> Activity
Search each line below for "black", then return the lines where it appears.

> Records for this exercise

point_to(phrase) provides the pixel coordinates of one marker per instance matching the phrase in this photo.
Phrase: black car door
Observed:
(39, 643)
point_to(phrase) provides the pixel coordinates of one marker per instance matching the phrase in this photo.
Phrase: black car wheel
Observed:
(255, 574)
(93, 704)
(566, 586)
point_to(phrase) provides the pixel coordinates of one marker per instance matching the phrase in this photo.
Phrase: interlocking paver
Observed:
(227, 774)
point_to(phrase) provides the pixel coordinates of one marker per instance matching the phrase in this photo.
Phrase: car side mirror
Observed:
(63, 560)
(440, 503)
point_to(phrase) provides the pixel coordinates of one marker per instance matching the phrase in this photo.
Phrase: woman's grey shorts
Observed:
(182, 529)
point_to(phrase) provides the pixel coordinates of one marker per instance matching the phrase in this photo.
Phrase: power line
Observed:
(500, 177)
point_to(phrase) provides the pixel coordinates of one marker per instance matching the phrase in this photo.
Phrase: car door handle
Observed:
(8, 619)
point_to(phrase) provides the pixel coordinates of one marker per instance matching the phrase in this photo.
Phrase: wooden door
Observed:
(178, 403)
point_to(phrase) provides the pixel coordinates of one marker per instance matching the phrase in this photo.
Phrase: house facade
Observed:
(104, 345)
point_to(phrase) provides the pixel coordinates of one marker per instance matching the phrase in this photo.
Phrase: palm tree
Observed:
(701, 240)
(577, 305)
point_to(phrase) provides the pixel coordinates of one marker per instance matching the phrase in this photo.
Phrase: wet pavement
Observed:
---
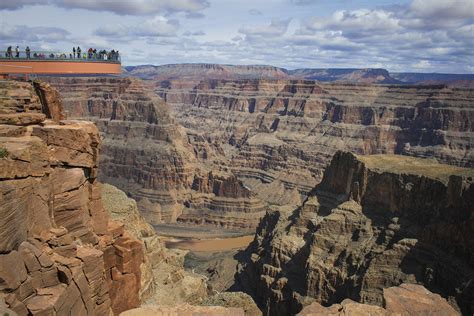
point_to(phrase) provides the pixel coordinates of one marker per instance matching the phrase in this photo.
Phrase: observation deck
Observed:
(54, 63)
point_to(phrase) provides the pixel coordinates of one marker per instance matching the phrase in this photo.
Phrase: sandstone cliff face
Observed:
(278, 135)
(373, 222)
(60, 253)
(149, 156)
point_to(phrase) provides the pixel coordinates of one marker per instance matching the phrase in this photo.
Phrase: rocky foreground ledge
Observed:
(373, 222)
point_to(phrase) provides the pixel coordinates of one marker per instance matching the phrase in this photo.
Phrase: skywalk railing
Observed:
...
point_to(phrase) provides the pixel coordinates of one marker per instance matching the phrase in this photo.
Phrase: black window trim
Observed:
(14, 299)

> Task answer
Phrase: black car door
Phrase: black car wheel
Phrase: black window trim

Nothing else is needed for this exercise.